Data for analysis:
+ + + + + + +

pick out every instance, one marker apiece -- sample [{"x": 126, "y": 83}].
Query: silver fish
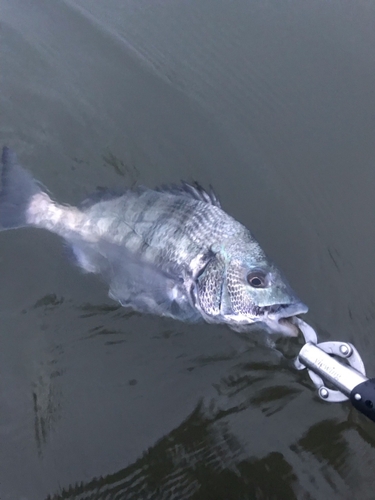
[{"x": 170, "y": 251}]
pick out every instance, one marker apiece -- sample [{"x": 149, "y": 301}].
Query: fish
[{"x": 171, "y": 251}]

+ + + + + + +

Without any pictures, repeat the listing exactly.

pick out every instance, one marker apiece -- sample [{"x": 126, "y": 83}].
Query: silver fish
[{"x": 170, "y": 251}]
pick out every instance, one marker apiece -- sample [{"x": 149, "y": 301}].
Query: fish
[{"x": 171, "y": 251}]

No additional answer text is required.